** Opening EXTRACTED DATA block **

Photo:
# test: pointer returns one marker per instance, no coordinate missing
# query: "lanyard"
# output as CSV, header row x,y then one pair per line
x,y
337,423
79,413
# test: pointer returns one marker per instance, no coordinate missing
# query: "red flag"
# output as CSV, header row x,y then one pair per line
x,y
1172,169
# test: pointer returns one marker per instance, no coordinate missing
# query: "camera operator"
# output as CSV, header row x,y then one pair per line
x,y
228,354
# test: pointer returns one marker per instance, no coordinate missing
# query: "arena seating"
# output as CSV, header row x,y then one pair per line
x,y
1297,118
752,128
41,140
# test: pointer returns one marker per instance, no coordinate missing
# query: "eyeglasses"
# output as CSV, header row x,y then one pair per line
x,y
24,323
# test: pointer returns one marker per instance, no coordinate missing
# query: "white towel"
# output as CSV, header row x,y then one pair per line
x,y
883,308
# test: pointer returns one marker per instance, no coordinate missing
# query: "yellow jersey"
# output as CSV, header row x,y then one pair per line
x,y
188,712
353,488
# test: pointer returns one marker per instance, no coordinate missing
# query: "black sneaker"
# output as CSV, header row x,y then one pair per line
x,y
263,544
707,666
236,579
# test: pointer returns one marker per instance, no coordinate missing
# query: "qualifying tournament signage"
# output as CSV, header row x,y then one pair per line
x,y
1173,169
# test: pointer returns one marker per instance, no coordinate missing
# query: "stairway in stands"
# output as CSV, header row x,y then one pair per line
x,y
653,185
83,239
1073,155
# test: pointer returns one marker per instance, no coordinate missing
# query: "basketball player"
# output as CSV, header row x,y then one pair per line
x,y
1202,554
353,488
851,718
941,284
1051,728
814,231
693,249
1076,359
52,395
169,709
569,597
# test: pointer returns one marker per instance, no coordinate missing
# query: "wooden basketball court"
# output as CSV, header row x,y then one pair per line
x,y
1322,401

** Closing EXTRACTED DATA block **

REQUIRED WORK: Your job is to set down the whole listing a second time, exactly.

RESPONSE TO THIS TASK:
Photo:
# test: pointer returns one marker per instance, no coordinate missing
# query: "lanyard"
# output as CSV, header row x,y then one pair per line
x,y
337,423
79,413
# test: pointer returns one marker per instance, no coordinate missing
# query: "red flag"
# output as CSV, header row x,y then one pair per line
x,y
1172,169
# test: pointer returns one marker per instance, no coordinate missing
# query: "camera operator"
# output as CSV, header row x,y then one pair per line
x,y
228,354
# test: pointer returns one marker per instance, no coordinate missing
# query: "arena seating"
# output as CSV, header row x,y then one pair per line
x,y
1297,118
752,128
41,140
# test: pointer returns one marker per instance, no coordinate missing
# query: "eyeglasses"
# output as CSV, header row x,y then one pair per line
x,y
24,323
# test: pointer returns one marker per instance, no coordinate missing
# query: "white towel"
# output as CSV, header row x,y then one pair per line
x,y
883,308
# test: pointer returns one marker per instance, no coordinate missing
# query: "yellow jersey"
# output as CSV, header row x,y then one pair per line
x,y
188,712
353,488
# test: pointer returns one marker per instance, no coordinate missing
# query: "black sneaker"
# output as CSV, header row x,y then one pair per line
x,y
263,544
707,666
236,579
# test: pointer returns one marker per instance, no coordinate missing
# query: "qualifying tournament signage"
# output as CSV, header row x,y then one pair per line
x,y
1173,169
# test: pointer returns one marker per instance, no coordinate missing
# query: "stairway in stands"
# output as CSV, header row x,y then one pair per line
x,y
653,185
83,239
1073,155
# test: pointer returns one marker per instance, no coordinate missing
# query: "basketball player"
# output as CSV, header row x,y then one pair per line
x,y
1202,554
353,488
851,718
941,284
1051,728
814,231
693,249
1076,359
52,395
169,709
569,597
# test: pointer returns one marker per instance, no coordinate missing
# query: "wooden basketball court"
# output as CSV, header row x,y then one pair per line
x,y
1322,401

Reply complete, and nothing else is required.